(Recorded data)
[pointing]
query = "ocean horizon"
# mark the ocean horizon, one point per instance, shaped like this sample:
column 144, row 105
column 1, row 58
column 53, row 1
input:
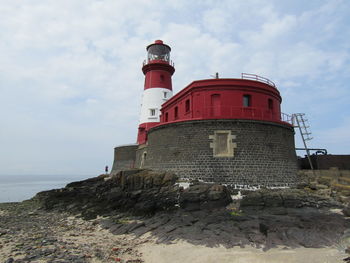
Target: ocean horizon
column 17, row 188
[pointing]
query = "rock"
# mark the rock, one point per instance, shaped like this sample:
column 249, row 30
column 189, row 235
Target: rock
column 321, row 186
column 204, row 196
column 346, row 211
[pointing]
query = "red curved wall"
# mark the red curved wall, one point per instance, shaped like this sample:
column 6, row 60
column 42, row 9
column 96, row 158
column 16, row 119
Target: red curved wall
column 223, row 99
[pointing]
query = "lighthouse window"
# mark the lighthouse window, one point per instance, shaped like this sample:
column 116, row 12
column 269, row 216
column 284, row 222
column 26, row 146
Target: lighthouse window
column 187, row 105
column 247, row 102
column 176, row 113
column 152, row 112
column 270, row 104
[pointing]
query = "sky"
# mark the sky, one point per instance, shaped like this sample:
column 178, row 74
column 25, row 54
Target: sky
column 71, row 79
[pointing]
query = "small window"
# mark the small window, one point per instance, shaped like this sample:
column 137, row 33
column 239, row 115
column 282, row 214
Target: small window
column 247, row 102
column 187, row 105
column 176, row 113
column 222, row 144
column 270, row 104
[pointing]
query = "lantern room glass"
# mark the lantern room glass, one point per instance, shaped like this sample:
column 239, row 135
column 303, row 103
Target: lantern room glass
column 158, row 52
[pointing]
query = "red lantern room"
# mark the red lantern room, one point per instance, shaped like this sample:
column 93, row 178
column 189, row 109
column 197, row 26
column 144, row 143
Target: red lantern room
column 158, row 70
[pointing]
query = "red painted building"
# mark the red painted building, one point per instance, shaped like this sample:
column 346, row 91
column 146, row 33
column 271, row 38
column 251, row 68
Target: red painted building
column 225, row 99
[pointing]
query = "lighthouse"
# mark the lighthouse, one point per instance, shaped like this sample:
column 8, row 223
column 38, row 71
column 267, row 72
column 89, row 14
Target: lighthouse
column 158, row 70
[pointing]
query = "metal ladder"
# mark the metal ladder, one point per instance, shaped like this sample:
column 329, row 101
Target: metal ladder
column 299, row 121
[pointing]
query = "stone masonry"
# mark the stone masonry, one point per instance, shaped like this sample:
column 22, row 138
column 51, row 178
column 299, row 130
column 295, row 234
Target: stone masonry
column 264, row 153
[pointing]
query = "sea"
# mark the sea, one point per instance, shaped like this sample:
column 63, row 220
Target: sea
column 17, row 188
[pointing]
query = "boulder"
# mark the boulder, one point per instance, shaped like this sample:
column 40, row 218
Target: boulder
column 204, row 196
column 140, row 192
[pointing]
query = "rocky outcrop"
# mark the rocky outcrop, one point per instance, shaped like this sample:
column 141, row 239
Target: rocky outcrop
column 136, row 191
column 286, row 198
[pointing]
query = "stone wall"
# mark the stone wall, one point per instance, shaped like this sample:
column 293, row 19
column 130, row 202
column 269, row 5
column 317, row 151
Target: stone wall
column 124, row 157
column 324, row 162
column 263, row 152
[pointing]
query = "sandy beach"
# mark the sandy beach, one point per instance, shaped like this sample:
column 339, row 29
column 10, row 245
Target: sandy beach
column 31, row 235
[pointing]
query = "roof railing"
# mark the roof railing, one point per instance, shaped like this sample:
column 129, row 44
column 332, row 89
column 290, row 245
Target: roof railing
column 147, row 61
column 258, row 78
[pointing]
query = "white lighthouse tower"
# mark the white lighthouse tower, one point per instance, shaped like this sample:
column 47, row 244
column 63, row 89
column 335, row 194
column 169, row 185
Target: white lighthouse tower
column 158, row 70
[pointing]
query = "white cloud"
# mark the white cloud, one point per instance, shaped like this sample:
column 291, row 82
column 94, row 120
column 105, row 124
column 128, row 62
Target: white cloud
column 71, row 80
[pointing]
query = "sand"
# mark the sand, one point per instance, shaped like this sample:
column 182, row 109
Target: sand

● About this exercise
The records above are to be copied exactly, with no pictures carried over.

● Result of this exercise
[pointing]
query = "ocean horizon"
# mark the ocean horizon, one point per instance, shaped like this sample:
column 144, row 105
column 1, row 58
column 53, row 1
input:
Target: ocean horizon
column 17, row 188
[pointing]
query = "rock"
# mark the rock, one point per instance, shaped like this sample:
column 249, row 30
column 189, row 235
Target: rock
column 321, row 186
column 204, row 196
column 346, row 211
[pointing]
query = "red curved wall"
# mark the red curved wall, one point per instance, shaped like this sample:
column 6, row 60
column 42, row 9
column 96, row 158
column 16, row 119
Target: red curved wall
column 223, row 99
[pointing]
query = "lighthouse window"
# mark the lighthouse window, one point per instance, shaped like this sample:
column 116, row 12
column 269, row 216
column 284, row 222
column 26, row 146
Target: lighthouse window
column 187, row 105
column 247, row 102
column 176, row 113
column 152, row 112
column 270, row 104
[pointing]
query = "sky"
# mark the sky, one point per instance, shaped like this sample:
column 178, row 74
column 25, row 54
Target: sky
column 71, row 79
[pointing]
query = "small window"
# mark the small window, one point per instance, shaped like this sample:
column 137, row 33
column 239, row 115
column 282, row 214
Target: small window
column 247, row 102
column 187, row 105
column 176, row 113
column 222, row 144
column 270, row 104
[pointing]
query = "lantern room glass"
# mark the lantern room glass, one point per instance, shaped like this sample:
column 239, row 135
column 303, row 103
Target: lantern room glass
column 158, row 52
[pointing]
query = "red lantern room"
# mark the red lantern room, one point per instance, shaped like this sample:
column 93, row 178
column 189, row 109
column 197, row 26
column 144, row 143
Target: red lantern room
column 158, row 70
[pointing]
query = "red painted building"
# mark the red painted building, one point per instance, shaped like this sample:
column 346, row 91
column 146, row 33
column 271, row 38
column 251, row 68
Target: red painted building
column 225, row 99
[pointing]
query = "lighthouse"
# mark the lighthouse, one point per instance, shaped like this sample:
column 8, row 223
column 38, row 71
column 267, row 72
column 89, row 14
Target: lighthouse
column 158, row 70
[pointing]
query = "metal ladder"
# mark the metal ladder, one point per instance, shaped like this sample:
column 329, row 101
Target: metal ladder
column 299, row 121
[pointing]
query = "stone masonry"
# mark the stone masonry, one point per instance, shaped like this sample:
column 22, row 138
column 51, row 178
column 299, row 130
column 295, row 234
Target: stone masonry
column 264, row 153
[pointing]
query = "sea"
# mark the sea, one point per instance, shaped like this sample:
column 63, row 220
Target: sea
column 17, row 188
[pointing]
query = "boulder"
# mark the boulder, one point per instance, shaped like this sample:
column 40, row 218
Target: boulder
column 204, row 196
column 140, row 192
[pointing]
query = "rocky outcrop"
# mark the rocky outcrop, one point per instance, shaped like this sample:
column 141, row 239
Target: rocky outcrop
column 136, row 191
column 286, row 198
[pointing]
query = "stone wall"
# mark the stone wall, one point per instance, shaped like this sample:
column 293, row 19
column 130, row 202
column 269, row 5
column 317, row 151
Target: stone wall
column 124, row 157
column 324, row 162
column 263, row 152
[pointing]
query = "sandy beach"
# mark the sandy beach, one point per instance, shaped like this sample:
column 339, row 29
column 10, row 245
Target: sandy beach
column 31, row 235
[pointing]
query = "roof railing"
# mark the roof railing, one point per instance, shaped like this sample:
column 129, row 44
column 332, row 89
column 290, row 245
Target: roof railing
column 147, row 61
column 258, row 78
[pointing]
query = "white lighthouse tower"
# mark the white lighthouse tower, one point per instance, shaped like this sample:
column 47, row 244
column 63, row 89
column 335, row 194
column 169, row 185
Target: white lighthouse tower
column 158, row 70
[pointing]
query = "white cloud"
# mark the white cloud, one point per instance, shaped like this sample:
column 291, row 82
column 94, row 120
column 105, row 124
column 128, row 62
Target: white cloud
column 71, row 80
[pointing]
query = "sand"
# mark the sand, one point per instance, shaped like this sample:
column 182, row 109
Target: sand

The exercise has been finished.